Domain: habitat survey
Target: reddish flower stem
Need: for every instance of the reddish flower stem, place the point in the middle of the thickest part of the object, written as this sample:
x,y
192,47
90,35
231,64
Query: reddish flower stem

□ □ □

> _Work instructions_:
Which of the lines above hold the string "reddish"? Copy each one.

> _Written response_:
Target: reddish flower stem
Need: for every instance of the reddish flower stem, place the point in the middle of the thickest part of the object, written as this sample:
Query: reddish flower stem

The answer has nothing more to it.